Após a divulgação de condições favoráveis a formação do fenômeno La Niña, os sojicultores de Mato Grosso do Sul estão preocupados com relação aos possíveis impactos
A
agência científica americana National Oceanic and Atmospheric
Administration (NOAA), por meio do monitoramento da temperatura da
superfície do mar (TSM) do oceano Pacífico Equatorial, na região chamada
de Niño 3.4 (5ºN-5ºS, 120º-170ºW), evidenciou a tendência de formação
do fenômeno La Niña (A menina, em espanhol).
Este fenômeno nada mais
é do que um resfriamento além do normal dessas águas, diferindo,
portanto, do seu “irmãozinho”, El Niño (O menino, também em espanhol).
Este, por sua vez, consiste no fenômeno oposto, o aquecimento das águas.
A maior parte do planeta Terra é ocupada por oceanos e eles interagem significativamente com a atmosfera que circunda toda a superfície terrestre. Essa interação é bastante forte, complexa e difícil de ser explicada com precisão pelo homem, mesmo com todos os avanços já conseguidos pela ciência.
Na prática, os oceanos exercem uma forte influência sobre o clima que experimentamos em nosso dia a dia. Na América do Sul, os fenômenos El Niño e La Niña são considerados os principais capazes de fazerem as condições climáticas divergirem das consideradas normais. Quando eles ocorrem, diferentes regiões podem experimentar diferentes condições de temperaturas e chuvas, podendo ser acima ou abaixo do normal e, até mesmo, dentro da normalidade.
Cenário atual e histórico recente de TSM abaixo do normal
O monitoramento trimestral da TSM na região Niño 3.4 indica que no último trimestre (Jun-Jul-Ago) a temperatura medida esteve 0,4 ºC abaixo do normal, evidenciando um processo de resfriamento que vem acontecendo desde o trimestre Jan-Fev-Mar, quando estava 0,6 ºC acima do normal. A queda, portanto, já foi de 1 ºC e, segundo a NOAA, deverá continuar, culminando na formação de La Niña. Cabe ressaltar que somente se considera ocorrência de um período de La Niña quando a TSM está, pelo menos, 0,5 ºC abaixo do normal durante um período de sete meses consecutivos (equivalente a cinco trimestres na metodologia de avaliação da NOAA).
==*==
**Enunciado**:
Dê continuidade ao texto sobre La Niña e os sojicultores de Mato Grosso do Sul, começando logo após a última frase apresentada.

[Trechos do conjunto de dados de segmentação]
==*==
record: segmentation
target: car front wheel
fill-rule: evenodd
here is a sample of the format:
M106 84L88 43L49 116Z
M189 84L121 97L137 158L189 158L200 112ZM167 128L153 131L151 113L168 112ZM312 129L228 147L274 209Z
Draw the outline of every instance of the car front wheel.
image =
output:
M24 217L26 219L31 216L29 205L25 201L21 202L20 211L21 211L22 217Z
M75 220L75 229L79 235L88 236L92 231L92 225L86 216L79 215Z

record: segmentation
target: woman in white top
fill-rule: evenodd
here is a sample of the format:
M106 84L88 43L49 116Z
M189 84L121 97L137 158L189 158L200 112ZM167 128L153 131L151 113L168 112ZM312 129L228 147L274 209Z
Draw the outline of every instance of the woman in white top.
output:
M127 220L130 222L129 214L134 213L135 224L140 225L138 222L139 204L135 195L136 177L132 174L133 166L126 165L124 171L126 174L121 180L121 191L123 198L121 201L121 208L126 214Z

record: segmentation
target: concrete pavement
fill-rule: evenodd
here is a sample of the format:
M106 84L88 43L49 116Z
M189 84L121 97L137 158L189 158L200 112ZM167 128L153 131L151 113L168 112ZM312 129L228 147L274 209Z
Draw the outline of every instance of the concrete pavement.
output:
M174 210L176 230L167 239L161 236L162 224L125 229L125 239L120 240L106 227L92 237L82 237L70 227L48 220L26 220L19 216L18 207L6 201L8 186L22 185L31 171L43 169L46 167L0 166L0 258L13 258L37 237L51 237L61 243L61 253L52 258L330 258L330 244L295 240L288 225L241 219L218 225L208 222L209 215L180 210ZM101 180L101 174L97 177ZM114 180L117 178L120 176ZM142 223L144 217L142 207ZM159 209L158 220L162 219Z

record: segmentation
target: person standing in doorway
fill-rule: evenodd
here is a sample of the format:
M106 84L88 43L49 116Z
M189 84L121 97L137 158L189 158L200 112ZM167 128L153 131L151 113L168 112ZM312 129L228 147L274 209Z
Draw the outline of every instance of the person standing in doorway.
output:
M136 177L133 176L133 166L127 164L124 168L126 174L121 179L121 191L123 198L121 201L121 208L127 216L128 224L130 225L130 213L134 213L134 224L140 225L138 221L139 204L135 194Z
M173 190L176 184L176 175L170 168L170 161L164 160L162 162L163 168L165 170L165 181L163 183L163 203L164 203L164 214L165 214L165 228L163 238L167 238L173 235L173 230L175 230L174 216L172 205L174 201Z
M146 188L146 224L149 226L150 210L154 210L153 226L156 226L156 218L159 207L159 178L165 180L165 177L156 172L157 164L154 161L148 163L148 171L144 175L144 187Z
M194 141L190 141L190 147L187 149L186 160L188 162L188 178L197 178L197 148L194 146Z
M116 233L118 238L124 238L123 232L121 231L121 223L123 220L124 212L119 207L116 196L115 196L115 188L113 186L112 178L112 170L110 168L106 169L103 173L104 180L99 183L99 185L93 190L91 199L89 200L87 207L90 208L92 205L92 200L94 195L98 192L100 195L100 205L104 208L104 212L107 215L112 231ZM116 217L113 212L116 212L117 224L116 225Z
==*==
**Exercício resolvido**:
Desde 1950, os dados da NOAA mostram que o trimestre Jun-Jul-Ago, aquele que antecede as semeaduras de soja em Mato Grosso do Sul, esteve com TSM abaixo do normal em 32 dos 71 anos (45%). Em um período ainda mais recente, desde 2004, isso ocorreu em oito dos 17 anos (47%), sendo este ano de 2020 o 8º ano (Figura 1). A partir daí já pode-se perceber que esta é uma condição relativamente frequente, e não um caso de exceção.
Chama-se a atenção para o fato de que os anos de 2005, 2007, 2010 e 2017 eram semelhantes a este 2020 também porque se encontravam em tendência de queda da TSM, vindo nos trimestres iniciais de valores positivos de anomalias. Diferentemente, o ano de 2013 vinha de um período de estabilidade da TSM na faixa de anomalia entre 0 ºC e -0,5 ºC. Nos dois anos restantes, 2008 e 2011, as águas já vinham de um longo período de TSM abaixo do normal, aí sim em condições típicas de La Niña.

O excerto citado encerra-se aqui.